- _TASK OBJECTIVE_: Scan the lines below for "beige" and copy the matches.

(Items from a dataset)
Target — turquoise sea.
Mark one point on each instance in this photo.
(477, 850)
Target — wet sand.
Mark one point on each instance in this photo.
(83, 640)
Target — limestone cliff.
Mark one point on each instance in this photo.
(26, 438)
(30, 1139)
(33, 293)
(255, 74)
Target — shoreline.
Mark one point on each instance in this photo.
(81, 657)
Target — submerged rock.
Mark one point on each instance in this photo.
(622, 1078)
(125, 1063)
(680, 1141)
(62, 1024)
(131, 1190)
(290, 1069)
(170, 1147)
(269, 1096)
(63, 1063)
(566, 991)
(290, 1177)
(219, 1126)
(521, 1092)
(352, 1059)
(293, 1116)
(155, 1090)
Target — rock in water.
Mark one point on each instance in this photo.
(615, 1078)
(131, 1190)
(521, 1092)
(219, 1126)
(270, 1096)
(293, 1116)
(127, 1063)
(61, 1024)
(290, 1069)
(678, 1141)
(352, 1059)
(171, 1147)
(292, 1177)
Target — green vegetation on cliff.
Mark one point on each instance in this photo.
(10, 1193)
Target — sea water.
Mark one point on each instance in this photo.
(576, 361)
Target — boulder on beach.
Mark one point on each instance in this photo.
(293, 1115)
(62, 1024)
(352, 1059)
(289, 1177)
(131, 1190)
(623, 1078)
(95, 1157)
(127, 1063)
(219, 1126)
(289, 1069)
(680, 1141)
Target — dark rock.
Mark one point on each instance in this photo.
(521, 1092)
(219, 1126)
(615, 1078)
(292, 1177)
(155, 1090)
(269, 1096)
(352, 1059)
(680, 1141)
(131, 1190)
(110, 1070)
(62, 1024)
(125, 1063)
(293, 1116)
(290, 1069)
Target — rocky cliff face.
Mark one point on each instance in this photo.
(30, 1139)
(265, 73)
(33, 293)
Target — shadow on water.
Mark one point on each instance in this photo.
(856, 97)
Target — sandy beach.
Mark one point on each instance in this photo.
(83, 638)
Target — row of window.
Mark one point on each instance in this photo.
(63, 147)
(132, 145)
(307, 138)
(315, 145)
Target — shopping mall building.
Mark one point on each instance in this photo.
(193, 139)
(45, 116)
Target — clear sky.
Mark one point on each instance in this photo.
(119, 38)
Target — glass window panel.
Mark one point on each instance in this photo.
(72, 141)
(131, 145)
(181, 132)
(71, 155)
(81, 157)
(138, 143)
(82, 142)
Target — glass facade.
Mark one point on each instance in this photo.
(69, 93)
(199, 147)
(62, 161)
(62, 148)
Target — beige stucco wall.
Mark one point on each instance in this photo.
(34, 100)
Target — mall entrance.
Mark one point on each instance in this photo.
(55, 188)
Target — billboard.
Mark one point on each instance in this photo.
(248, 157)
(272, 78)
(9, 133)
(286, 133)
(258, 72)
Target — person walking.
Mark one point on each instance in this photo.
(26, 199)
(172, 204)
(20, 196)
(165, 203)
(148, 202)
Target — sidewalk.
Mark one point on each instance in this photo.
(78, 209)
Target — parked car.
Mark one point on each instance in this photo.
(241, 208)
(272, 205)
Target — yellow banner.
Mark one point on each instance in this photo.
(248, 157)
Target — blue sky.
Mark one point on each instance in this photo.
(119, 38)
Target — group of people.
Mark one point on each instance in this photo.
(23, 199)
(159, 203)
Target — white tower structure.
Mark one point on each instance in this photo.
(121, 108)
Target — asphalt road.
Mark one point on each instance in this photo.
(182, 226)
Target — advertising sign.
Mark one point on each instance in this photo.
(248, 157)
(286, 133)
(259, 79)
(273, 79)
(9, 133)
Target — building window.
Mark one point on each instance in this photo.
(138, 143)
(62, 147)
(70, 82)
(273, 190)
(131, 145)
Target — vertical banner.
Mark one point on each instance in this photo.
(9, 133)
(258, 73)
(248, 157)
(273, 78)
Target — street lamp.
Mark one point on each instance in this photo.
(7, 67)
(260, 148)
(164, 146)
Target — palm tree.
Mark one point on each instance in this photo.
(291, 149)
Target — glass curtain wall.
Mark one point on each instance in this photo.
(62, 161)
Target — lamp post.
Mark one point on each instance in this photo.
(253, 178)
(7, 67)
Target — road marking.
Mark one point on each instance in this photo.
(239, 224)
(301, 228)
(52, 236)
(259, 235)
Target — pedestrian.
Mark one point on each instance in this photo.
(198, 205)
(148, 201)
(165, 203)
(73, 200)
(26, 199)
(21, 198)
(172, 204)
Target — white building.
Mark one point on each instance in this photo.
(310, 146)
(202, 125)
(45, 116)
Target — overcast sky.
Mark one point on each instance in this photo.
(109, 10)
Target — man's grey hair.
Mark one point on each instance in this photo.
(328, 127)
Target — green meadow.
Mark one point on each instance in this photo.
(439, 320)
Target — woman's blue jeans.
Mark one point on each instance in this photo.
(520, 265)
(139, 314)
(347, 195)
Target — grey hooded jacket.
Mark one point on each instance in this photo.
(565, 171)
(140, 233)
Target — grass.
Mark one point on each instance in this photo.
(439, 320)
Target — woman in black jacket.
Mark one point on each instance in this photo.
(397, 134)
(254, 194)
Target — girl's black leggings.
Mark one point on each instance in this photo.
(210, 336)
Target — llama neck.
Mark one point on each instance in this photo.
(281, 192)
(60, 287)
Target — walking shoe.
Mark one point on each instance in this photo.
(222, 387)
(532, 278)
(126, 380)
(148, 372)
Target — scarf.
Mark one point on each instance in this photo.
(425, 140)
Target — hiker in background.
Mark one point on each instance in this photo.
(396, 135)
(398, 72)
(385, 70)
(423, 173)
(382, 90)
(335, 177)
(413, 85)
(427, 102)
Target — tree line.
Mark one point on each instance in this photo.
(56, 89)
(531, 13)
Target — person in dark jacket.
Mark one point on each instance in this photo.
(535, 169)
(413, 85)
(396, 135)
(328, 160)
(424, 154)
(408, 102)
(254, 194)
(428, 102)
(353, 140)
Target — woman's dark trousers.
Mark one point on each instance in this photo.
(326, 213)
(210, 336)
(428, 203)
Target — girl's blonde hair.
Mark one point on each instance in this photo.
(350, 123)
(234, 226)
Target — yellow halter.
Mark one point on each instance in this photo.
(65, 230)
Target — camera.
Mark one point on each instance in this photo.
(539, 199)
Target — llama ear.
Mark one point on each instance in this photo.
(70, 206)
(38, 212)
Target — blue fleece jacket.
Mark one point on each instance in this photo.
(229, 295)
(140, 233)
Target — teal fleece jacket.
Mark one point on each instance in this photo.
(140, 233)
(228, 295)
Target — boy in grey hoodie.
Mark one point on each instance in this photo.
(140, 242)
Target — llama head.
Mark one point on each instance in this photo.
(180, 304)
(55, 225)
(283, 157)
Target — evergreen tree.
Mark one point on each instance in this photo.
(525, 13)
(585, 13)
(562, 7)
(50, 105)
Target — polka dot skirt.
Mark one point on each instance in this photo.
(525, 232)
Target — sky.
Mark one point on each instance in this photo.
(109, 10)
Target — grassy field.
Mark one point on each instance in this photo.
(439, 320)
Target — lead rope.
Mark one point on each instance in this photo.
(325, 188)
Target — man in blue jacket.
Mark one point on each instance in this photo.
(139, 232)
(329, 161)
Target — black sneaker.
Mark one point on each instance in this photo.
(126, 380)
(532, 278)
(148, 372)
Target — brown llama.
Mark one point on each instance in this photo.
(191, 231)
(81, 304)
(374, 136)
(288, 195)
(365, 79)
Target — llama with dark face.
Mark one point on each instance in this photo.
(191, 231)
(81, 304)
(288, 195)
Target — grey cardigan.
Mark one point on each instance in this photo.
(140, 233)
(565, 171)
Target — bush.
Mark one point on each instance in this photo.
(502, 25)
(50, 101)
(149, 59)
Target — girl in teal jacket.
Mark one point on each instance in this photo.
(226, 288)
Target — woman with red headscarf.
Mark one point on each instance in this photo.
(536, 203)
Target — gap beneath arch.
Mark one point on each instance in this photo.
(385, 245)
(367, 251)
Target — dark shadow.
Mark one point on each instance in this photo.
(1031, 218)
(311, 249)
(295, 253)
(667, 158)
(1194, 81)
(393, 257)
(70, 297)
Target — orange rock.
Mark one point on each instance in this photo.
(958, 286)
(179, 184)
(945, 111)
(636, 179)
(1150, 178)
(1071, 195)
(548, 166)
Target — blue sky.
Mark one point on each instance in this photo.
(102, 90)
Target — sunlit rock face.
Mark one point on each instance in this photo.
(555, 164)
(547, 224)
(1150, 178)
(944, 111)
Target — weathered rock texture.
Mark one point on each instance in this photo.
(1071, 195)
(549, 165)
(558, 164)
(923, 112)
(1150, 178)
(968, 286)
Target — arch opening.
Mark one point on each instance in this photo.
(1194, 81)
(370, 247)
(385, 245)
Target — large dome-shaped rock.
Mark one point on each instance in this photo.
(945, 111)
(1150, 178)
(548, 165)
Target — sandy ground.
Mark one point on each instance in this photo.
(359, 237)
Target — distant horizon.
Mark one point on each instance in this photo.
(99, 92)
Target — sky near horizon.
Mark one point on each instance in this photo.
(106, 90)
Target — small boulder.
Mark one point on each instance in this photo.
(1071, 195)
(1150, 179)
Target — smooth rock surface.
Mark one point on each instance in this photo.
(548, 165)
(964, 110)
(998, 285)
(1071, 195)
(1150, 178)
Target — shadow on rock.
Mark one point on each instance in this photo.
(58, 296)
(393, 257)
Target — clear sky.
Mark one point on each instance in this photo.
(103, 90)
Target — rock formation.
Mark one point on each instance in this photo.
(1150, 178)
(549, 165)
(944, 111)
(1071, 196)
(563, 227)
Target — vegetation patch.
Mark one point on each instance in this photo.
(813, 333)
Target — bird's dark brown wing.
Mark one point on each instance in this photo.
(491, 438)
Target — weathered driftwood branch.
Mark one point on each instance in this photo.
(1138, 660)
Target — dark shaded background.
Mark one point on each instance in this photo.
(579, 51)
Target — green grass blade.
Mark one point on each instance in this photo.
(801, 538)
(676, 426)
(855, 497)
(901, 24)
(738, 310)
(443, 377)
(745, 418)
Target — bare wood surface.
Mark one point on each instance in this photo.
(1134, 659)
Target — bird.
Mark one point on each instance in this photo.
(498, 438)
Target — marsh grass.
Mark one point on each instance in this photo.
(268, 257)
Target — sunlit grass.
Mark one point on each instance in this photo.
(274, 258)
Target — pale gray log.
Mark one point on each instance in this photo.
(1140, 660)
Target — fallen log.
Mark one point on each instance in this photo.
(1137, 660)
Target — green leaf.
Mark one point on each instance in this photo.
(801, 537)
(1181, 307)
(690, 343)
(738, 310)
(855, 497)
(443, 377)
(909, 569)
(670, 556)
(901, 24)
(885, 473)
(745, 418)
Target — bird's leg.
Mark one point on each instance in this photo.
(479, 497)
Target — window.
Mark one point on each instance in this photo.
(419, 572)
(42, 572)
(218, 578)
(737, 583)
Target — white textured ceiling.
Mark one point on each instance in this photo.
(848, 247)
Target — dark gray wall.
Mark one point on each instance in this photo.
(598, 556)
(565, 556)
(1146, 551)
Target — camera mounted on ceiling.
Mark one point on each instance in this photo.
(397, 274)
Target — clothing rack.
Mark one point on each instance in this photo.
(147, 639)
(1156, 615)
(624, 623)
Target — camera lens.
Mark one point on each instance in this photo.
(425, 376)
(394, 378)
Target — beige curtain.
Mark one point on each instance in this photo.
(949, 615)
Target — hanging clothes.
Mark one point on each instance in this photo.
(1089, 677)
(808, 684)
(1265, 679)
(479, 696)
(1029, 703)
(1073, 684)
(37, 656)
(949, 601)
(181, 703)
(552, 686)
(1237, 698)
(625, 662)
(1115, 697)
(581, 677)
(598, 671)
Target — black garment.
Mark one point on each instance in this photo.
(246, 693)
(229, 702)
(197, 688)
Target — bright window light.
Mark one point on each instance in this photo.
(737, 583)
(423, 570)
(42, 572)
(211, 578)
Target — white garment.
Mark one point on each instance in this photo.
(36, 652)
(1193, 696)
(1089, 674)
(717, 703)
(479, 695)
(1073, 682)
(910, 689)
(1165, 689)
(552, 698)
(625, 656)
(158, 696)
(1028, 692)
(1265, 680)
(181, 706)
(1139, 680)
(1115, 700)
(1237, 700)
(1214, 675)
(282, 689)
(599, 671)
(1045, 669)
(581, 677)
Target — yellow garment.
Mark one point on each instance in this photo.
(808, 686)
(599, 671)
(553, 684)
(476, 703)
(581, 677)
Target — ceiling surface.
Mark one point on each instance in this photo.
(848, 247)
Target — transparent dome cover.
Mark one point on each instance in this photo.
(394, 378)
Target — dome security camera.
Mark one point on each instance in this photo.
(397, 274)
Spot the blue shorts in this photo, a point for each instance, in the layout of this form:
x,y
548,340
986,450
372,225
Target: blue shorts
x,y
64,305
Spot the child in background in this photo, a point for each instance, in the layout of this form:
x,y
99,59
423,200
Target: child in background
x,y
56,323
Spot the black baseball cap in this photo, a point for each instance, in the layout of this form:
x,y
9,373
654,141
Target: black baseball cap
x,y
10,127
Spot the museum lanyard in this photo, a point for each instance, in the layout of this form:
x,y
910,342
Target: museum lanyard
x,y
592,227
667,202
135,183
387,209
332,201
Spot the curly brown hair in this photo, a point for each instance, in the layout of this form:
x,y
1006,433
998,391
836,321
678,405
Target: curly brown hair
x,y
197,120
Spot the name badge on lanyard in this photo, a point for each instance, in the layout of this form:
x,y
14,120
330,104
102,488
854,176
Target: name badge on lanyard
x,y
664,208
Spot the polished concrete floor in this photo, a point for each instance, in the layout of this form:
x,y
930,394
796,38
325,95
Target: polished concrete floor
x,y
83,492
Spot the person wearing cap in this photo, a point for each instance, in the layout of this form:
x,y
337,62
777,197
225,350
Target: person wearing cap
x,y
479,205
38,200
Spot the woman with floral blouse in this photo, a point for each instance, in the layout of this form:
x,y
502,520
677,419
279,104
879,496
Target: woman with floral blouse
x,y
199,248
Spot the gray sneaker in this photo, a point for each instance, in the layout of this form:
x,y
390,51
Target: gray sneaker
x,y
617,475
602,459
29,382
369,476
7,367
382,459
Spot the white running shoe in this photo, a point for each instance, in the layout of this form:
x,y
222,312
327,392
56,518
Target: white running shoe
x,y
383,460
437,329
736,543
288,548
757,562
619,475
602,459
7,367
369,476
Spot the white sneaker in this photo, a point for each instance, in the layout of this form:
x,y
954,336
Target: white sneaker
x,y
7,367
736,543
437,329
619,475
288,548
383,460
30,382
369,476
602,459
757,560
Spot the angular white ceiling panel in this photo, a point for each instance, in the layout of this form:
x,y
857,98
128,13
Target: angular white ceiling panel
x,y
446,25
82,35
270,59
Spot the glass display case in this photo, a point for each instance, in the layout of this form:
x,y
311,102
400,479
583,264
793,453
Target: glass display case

- _EXERCISE ANSWER_:
Target — beige stucco wall.
Target — beige curtain.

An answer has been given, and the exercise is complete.